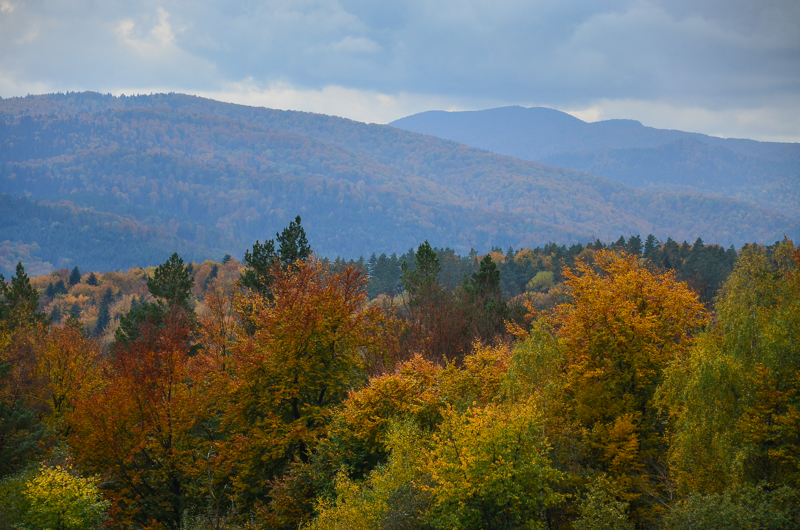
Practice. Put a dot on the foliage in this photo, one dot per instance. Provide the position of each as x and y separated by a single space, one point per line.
737 508
600 508
131 430
51 498
616 335
306 353
735 397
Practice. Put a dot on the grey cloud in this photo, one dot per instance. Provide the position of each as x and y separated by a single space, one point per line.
711 53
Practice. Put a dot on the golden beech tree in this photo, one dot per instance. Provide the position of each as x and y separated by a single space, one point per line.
310 342
131 431
614 338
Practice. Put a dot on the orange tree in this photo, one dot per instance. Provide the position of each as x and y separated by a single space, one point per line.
615 336
308 348
133 428
129 431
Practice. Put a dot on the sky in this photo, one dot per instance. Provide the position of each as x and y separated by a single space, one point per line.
727 68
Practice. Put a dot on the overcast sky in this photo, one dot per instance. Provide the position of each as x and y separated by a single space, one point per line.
723 67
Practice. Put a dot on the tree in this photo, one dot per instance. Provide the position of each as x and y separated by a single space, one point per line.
618 333
437 324
104 314
132 429
484 468
735 397
171 286
75 276
69 363
171 283
19 301
23 436
292 246
52 498
306 352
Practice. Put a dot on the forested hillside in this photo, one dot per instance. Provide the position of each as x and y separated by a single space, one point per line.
763 173
223 175
65 236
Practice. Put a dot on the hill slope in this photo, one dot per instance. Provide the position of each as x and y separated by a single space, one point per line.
223 175
763 173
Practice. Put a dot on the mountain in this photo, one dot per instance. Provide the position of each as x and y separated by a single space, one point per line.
219 176
62 235
763 173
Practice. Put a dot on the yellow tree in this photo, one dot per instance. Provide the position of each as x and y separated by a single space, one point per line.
615 336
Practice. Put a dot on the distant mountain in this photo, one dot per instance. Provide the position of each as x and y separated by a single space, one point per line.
50 236
219 176
763 173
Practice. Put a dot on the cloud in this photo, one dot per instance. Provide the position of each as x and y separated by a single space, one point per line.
356 45
160 39
360 105
735 63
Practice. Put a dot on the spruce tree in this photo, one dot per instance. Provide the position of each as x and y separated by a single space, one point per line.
75 276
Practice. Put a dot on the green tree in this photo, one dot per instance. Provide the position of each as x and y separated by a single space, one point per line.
19 301
171 286
735 398
75 276
104 313
292 246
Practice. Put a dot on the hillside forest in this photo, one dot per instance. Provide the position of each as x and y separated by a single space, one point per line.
643 384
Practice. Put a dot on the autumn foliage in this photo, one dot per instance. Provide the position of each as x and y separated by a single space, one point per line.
296 402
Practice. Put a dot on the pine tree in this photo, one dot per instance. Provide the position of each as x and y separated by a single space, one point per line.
75 276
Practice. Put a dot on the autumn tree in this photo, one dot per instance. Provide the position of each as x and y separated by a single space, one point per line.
306 352
600 359
131 430
69 365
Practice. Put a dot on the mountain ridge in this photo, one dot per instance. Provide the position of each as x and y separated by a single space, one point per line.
235 174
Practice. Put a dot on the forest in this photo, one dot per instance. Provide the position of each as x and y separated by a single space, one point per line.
642 384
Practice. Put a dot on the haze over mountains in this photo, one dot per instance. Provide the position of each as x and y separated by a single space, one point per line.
209 178
764 173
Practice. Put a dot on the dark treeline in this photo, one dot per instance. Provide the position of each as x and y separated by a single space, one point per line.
704 267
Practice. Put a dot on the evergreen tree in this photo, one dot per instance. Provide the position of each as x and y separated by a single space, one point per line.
60 288
104 314
634 245
424 277
19 300
171 283
75 276
293 244
651 247
171 286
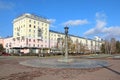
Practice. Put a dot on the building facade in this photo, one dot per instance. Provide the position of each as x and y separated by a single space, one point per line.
31 34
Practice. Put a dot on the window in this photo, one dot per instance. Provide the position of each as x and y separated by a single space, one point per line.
29 35
29 40
42 24
29 45
45 24
29 20
38 22
34 22
38 45
33 45
29 30
33 40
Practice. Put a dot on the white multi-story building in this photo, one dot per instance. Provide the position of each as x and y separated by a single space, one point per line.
31 32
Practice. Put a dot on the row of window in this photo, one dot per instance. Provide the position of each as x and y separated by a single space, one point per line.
36 22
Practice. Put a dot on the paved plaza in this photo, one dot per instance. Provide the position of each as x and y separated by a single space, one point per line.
10 69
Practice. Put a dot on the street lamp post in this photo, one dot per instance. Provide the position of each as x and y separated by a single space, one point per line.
66 42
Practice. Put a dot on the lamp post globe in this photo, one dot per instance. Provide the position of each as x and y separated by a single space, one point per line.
66 42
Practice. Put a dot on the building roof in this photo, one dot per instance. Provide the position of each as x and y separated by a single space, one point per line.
32 16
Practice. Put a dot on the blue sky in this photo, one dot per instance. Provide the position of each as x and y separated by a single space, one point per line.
85 18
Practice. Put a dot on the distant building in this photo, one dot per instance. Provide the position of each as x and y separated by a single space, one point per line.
31 34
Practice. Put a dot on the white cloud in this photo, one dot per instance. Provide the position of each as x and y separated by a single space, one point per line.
6 5
102 28
75 22
52 20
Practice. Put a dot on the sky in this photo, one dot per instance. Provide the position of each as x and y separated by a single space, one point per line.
85 18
======
#### TASK REQUIREMENTS:
Give back the material above exactly as it appears, minus the pictures.

#### RESPONSE AREA:
Practice. Put a dot on the foliage in this photo, one dot per instance. Provide the position of each as x and y separated by a single space, one point per line.
737 508
600 508
131 430
51 498
616 335
306 353
735 397
Practice. Put a dot on the grey cloud in this photo, one dot per instance. Provide the position of each as x and y separated by a single space, one point per line.
711 53
Practice. Put a dot on the golden beech tree in this photo, one dot per instance. Provide the position of each as x and y separated by a single space, one point per line.
310 342
131 431
614 338
Practice. Put a dot on the orange tree in this photo, one dot per instance. Provide the position of each as x and y separated by a single space, one point per line.
615 336
308 348
133 428
129 431
Practice. Put a dot on the sky in this photo, one dot per instance. Provide the position of each as x and y separated by a single space, one point per line.
727 68
Practice. Put a dot on the overcast sky in this photo, one dot per instance. Provide the position of each as x and y separated by a single space, one point per line.
723 67
Practice. Put a dot on the tree in this photo, one dot per instance. Provide the position of each as x and y separated by a single space, one point per line.
618 333
437 324
104 314
132 429
484 468
735 397
171 286
75 276
69 363
171 283
19 301
23 436
292 246
52 498
306 352
Practice. Put a dot on the forested hillside in this photo, one dot per instance. Provide the position of each as x and y separated by a single space, one point per line.
763 173
223 175
65 236
Practice. Put a dot on the hill slope in this photo, one dot per instance. Provide the position of each as x and y separated by a single space, one point per line.
223 175
763 173
Practice. Put a dot on the mountain in this photo, one dot per instance. Provide the position of each as x and y separated by a single space, one point per line.
219 176
62 235
763 173
Practice. Put a dot on the yellow tree in this photo, one dot per instance. Provide the position of each as x and y separated by a single space, one point per line.
615 336
Practice. Put a dot on the distant mountain in this photo, one dot per instance. Provide the position of each as x and y separated by a single space, one point per line.
50 236
219 176
763 173
Practice. Put a dot on the cloud in this photo, one dot per instance. Provide the position of each as x and y separated by a single space, one point per line.
356 45
160 39
360 105
735 63
Practice. Put a dot on the spruce tree in this photo, one dot per instance. Provide the position of each as x and y separated by a single space, one point per line.
75 276
Practice. Put a dot on the green tree in this photo, one dot per instance. Provide the position of each as x and y separated by a single space, one point per line.
19 301
171 286
735 398
75 276
104 313
292 246
Practice. Put a dot on the hillside forest in this photo, one dot per instance. Provide the position of each as x and y separated by a single space, one point per line.
643 384
Practice. Put a dot on the autumn foliage in this photo, one dot per instance. Provide the position of each as x and y separated by a single space, one point per line.
296 402
Practice. Put a dot on the pine tree in this photo, one dot per instance. Provide the position of each as x and y separated by a single space, one point per line.
75 276
Practice. Put a dot on the autumn tree in this photo, one dot per instance. Provide the position of each as x and y separated by a single space, one point per line.
306 352
600 359
131 430
69 365
Practice. Put a dot on the mountain ridge in this photo, one dot per instance. Provide the position of each as x and y separated by a single space, one point per line.
235 174
Practice. Put a dot on the forest in this photo, one dot per instance. Provide the position of each as x and y separated by a single space, one point per line.
642 384
Practice. Put a dot on the haze over mountains in this photo, one dot per instance. Provide the position of each as x and y separated by a single space, one point per line.
209 178
764 173
Practice. Put a dot on the dark treeline in this photo, one dot per instance. Provide the position of each as x and y separated by a single space, one point per line.
704 267
Practice. Put a dot on the evergreen tree in this photo, one dot per instance. Provide the position of each as x and y separated by a single space, one point per line.
60 288
104 314
634 245
424 277
19 300
171 283
75 276
293 244
651 247
171 286
Practice. Put a dot on the building facade in this photo, one dot per instance. Provide the position of each as x and y separated by a single space, one point per line.
31 34
Practice. Put a dot on the window in this photo, one dot per instance. Provide the position of each as x and y separated by a single space, one point per line.
29 35
29 40
42 24
29 45
45 24
29 20
38 22
34 22
38 45
33 45
29 30
33 40
Practice. Put a dot on the white multi-story building in this photo, one dot per instance. Provide the position of each as x and y separated by a single space, one point per line.
31 32
Practice. Put a dot on the row of window in this photo, one dot per instance. Provide the position of each as x and y separated by a single space, one point per line.
36 22
Practice. Put a dot on the paved plaza in this photo, one dot per instance. Provide the position of each as x and y separated by a single space, one point per line.
10 69
Practice. Put a dot on the street lamp post in this photo, one dot per instance. Provide the position of each as x and y separated by a single space, one point per line.
66 42
Practice. Put a dot on the lamp post globe in this photo, one dot per instance. Provide the position of each as x and y separated by a single space, one point per line.
66 42
Practice. Put a dot on the building roof in this photo, one dot per instance. Provide the position of each as x and y separated by a single space, one point per line.
32 16
Practice. Put a dot on the blue sky in this photo, one dot per instance. Provide the position of each as x and y separated by a single space, one point per line.
85 18
Practice. Put a dot on the distant building in this photo, one dot per instance. Provide the position of each as x and y separated by a single space, one point per line.
31 34
Practice. Put a dot on the white cloud in this photo, one dot per instance. Provide the position of each as x and y separated by a single space, one point per line.
6 5
102 28
75 22
52 20
Practice. Put a dot on the sky in this photo, one dot per instance. Provide the position of each as x and y separated by a single space, one point per line.
85 18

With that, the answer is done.